▶ Given instruction 1
Count the lines of the records that contain the string "instance", and give only the number.

Withdrawing money from a CTF
No money can be withdrawn from a CTF account until the child reaches age 18. Even the extra top-ups you put in yourself are locked away until that time. After the child’s 18th birthday there are no restrictions on how the money is spent.
Investing after a child’s 18th birthday
Your child can roll all the money from their CTF into an individual savings account (ISA) at age 18, which has similar tax breaks. This money will not be subject to the usual maximum annual ISA allowance limit of £10,200 (from 2010-11). The advantage of doing this is that the money can continue to build up in a tax free environment until it is required.
Which type of account do I choose?
The first thing to consider is that this money is not yours, it is your child’s; so, your tolerance to risk may not be the same as theirs. The second thing to consider is the term of the investment, as 18 years is a long time in investment terms, and riskier assets have a good chance to outperform cash.

▶ The records

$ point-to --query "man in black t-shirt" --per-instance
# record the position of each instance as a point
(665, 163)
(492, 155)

---

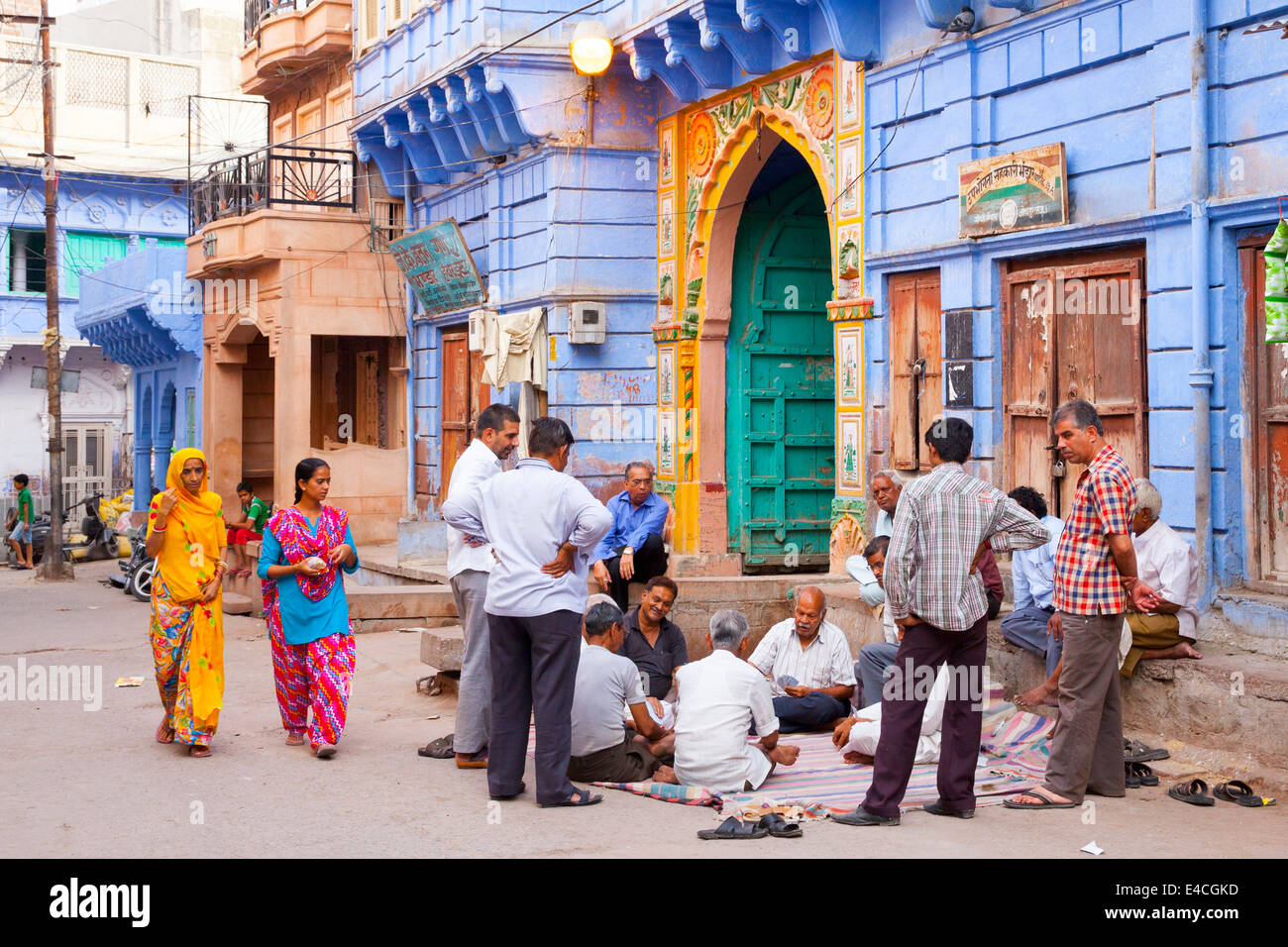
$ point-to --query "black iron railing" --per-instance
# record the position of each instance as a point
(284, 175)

▶ Given instruction 2
State whether each of the following agrees with the CTF passage above. Answer yes or no for each, quoting the deciding words of the passage: (a) top-ups a parent adds can be withdrawn before the child turns 18; (b) money rolled from a CTF into an ISA at 18 is not subject to the usual maximum annual ISA allowance limit; (c) after the child's 18th birthday, there are restrictions on how the money is spent.

▶ Task result 1
4

▶ Task result 2
(a) No: "Even the extra top-ups you put in yourself are locked away until that time."
(b) Yes: "This money will not be subject to the usual maximum annual ISA allowance limit of £10,200 (from 2010-11)."
(c) No: "After the child’s 18th birthday there are no restrictions on how the money is spent."